** GIVEN DATA follows **

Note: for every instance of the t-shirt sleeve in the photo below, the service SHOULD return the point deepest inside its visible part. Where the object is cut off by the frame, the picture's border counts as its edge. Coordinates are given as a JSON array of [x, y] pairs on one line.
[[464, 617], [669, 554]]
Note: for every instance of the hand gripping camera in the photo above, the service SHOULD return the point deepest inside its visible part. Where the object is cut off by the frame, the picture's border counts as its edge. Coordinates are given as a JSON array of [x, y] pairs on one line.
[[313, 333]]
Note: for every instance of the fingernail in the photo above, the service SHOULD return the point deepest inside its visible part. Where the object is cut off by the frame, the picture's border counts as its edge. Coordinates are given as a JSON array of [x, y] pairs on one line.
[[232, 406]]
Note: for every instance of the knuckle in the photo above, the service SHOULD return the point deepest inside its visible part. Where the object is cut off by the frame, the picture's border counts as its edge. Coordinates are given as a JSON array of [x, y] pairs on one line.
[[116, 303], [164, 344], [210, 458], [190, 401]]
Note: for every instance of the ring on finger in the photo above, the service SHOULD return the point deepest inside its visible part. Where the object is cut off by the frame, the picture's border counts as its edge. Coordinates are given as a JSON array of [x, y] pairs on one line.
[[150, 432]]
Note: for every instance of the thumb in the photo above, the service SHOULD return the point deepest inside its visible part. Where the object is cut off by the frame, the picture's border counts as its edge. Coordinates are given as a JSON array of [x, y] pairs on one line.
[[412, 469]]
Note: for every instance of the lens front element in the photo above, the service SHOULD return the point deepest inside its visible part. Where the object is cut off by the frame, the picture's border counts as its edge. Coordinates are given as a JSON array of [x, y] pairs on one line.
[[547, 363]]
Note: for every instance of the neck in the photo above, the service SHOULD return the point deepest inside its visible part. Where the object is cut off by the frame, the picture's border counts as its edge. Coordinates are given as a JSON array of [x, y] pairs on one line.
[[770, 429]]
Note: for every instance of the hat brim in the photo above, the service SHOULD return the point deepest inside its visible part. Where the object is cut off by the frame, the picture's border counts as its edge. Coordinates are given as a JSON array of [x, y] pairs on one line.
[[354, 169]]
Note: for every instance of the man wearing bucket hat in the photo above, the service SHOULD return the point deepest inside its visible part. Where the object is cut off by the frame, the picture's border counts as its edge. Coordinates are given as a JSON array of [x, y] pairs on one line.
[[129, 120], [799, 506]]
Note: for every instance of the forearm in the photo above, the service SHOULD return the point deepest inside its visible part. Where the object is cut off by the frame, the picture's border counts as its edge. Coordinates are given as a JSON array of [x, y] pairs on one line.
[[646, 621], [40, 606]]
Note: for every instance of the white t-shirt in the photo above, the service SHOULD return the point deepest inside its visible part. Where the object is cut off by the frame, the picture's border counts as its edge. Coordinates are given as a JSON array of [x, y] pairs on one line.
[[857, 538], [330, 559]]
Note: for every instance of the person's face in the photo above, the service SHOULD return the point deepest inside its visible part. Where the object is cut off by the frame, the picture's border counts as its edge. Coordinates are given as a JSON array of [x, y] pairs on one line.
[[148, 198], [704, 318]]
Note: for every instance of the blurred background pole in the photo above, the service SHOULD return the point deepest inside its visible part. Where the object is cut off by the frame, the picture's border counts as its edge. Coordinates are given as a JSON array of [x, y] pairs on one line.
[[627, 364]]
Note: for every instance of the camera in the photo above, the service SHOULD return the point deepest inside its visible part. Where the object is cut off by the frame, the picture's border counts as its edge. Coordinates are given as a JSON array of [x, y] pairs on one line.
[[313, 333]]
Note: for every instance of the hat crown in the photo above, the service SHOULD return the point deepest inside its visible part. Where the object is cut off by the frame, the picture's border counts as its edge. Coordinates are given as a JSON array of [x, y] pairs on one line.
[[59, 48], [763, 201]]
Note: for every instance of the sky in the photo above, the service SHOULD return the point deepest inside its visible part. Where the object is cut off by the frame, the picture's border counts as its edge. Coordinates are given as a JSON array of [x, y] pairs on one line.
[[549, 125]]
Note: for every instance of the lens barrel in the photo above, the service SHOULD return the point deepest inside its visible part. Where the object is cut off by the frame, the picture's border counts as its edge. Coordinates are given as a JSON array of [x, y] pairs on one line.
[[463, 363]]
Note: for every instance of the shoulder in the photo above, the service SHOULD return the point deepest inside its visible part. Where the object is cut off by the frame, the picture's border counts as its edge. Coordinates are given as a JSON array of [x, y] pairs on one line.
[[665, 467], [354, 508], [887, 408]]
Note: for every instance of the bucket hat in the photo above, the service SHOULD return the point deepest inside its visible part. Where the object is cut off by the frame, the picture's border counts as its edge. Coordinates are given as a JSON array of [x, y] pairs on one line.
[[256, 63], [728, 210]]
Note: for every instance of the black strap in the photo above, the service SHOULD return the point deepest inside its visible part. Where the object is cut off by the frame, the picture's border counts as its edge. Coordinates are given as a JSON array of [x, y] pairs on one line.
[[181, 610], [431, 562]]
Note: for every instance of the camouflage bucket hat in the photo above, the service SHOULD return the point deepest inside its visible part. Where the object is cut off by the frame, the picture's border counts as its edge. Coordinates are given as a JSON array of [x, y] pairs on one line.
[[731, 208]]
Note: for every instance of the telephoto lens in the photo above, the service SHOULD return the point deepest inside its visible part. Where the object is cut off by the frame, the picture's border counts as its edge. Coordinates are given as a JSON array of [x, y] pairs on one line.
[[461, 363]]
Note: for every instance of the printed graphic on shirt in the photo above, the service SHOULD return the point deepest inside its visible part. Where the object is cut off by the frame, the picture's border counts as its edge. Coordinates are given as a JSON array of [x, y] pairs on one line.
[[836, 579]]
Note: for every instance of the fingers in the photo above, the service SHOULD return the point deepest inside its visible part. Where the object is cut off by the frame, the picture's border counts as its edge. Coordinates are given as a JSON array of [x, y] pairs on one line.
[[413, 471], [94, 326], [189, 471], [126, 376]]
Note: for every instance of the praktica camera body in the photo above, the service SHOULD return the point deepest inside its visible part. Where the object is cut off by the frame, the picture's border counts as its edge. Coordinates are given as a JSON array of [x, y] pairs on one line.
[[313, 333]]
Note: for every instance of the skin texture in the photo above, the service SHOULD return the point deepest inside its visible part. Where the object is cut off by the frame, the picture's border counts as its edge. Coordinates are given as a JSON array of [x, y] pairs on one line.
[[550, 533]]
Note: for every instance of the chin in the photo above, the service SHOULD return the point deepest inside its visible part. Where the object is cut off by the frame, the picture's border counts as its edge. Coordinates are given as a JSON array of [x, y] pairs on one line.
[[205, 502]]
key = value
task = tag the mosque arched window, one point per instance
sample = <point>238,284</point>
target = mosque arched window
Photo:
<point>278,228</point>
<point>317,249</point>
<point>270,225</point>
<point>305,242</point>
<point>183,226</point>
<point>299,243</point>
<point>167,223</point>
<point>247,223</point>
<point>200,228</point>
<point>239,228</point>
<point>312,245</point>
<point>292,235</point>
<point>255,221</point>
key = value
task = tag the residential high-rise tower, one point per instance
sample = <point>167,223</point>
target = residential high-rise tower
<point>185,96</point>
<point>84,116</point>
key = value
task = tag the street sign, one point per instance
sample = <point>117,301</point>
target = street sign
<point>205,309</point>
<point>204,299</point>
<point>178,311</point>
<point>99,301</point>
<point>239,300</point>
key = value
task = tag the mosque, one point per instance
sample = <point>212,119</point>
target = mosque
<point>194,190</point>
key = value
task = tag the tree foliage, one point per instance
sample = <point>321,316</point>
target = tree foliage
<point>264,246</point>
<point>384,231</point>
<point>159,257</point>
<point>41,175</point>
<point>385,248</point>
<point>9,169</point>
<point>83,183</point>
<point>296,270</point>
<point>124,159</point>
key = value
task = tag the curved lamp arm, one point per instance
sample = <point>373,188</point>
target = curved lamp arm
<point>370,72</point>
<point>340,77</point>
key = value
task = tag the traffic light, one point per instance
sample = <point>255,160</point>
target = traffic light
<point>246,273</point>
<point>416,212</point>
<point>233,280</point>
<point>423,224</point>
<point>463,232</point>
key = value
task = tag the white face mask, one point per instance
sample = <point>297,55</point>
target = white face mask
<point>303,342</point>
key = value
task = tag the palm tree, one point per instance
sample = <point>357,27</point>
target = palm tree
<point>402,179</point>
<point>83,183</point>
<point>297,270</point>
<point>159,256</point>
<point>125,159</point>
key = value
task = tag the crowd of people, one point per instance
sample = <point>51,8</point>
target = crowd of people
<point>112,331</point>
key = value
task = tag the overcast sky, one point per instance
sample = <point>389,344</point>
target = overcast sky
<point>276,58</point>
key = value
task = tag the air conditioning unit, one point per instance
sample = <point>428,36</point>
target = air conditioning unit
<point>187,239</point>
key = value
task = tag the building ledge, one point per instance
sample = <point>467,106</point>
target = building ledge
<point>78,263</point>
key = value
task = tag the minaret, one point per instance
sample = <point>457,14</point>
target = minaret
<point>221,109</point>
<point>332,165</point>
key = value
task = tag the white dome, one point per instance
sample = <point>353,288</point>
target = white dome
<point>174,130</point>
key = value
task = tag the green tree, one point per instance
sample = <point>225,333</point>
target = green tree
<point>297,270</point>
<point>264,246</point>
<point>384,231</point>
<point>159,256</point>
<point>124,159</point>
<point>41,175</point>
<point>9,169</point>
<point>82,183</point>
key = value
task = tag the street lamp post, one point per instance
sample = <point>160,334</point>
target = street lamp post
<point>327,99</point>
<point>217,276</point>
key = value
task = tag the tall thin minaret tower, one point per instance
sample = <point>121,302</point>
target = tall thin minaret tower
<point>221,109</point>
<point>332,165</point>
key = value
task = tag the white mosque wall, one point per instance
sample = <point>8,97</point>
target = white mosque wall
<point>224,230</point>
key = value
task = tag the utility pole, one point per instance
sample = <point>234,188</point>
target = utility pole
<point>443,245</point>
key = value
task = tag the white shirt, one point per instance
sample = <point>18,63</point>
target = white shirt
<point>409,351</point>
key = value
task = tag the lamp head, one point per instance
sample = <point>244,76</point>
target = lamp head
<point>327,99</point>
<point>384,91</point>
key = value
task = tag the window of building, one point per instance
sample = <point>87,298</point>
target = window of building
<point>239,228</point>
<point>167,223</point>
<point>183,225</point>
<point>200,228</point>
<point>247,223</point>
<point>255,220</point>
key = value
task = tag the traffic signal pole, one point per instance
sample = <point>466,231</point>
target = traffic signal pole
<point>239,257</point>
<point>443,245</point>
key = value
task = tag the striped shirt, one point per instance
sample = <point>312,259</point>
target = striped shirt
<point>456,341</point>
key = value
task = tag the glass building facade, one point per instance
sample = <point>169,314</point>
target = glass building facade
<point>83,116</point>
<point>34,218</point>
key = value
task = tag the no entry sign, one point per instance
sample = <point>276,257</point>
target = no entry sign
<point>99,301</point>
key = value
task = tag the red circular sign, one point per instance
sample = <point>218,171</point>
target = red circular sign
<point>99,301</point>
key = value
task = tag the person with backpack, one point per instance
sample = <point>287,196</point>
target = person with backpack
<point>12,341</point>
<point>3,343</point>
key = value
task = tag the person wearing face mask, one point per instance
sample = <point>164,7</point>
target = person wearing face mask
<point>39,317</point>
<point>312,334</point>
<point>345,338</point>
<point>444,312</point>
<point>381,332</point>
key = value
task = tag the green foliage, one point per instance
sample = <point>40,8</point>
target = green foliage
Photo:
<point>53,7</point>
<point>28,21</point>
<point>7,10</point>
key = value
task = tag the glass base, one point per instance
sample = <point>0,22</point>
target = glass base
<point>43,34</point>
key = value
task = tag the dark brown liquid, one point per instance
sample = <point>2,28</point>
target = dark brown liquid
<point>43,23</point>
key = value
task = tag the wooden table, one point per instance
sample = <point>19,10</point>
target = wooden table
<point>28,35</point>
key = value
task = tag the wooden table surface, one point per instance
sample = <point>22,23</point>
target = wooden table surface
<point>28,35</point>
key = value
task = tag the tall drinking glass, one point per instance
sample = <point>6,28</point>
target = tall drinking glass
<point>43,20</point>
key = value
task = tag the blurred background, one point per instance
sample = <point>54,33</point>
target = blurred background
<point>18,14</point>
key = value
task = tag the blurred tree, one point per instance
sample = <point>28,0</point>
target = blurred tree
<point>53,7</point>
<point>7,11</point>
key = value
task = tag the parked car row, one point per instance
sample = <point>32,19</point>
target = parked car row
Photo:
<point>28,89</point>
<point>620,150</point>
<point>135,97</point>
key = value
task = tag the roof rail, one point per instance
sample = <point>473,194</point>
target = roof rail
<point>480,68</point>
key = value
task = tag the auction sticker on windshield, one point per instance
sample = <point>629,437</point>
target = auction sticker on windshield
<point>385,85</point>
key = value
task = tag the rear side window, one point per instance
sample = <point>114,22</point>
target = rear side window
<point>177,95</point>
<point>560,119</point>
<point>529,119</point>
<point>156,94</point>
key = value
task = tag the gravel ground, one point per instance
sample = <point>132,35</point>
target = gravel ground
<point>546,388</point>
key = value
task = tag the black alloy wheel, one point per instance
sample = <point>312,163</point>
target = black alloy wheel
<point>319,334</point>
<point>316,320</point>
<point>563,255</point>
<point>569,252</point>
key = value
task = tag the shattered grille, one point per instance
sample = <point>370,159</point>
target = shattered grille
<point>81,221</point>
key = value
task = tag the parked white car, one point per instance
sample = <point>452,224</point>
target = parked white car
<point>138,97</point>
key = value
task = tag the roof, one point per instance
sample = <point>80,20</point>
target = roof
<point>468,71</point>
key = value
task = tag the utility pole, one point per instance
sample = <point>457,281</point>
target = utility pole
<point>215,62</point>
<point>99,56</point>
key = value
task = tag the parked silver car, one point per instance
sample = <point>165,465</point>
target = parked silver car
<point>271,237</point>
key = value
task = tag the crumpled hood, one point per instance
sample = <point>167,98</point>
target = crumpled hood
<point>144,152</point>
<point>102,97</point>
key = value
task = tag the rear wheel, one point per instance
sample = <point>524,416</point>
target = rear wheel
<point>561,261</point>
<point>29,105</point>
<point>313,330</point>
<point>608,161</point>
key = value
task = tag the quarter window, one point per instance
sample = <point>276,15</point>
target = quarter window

** End of GIVEN DATA **

▶ _WHAT IS BEING ASKED_: Out of the data above, give again only the lines starting at the one holding "task = tag the blurred tree, one" and ending at the one holding "sample = <point>473,194</point>", unchanged.

▶ _YOUR SOLUTION_:
task = tag the blurred tree, one point per instance
sample = <point>28,0</point>
target = blurred tree
<point>53,7</point>
<point>7,11</point>
key = value
task = tag the parked car row, one point per instance
sample = <point>32,19</point>
target = parked car row
Photo:
<point>28,89</point>
<point>620,150</point>
<point>135,97</point>
key = value
task = tag the roof rail, one point per instance
sample = <point>473,194</point>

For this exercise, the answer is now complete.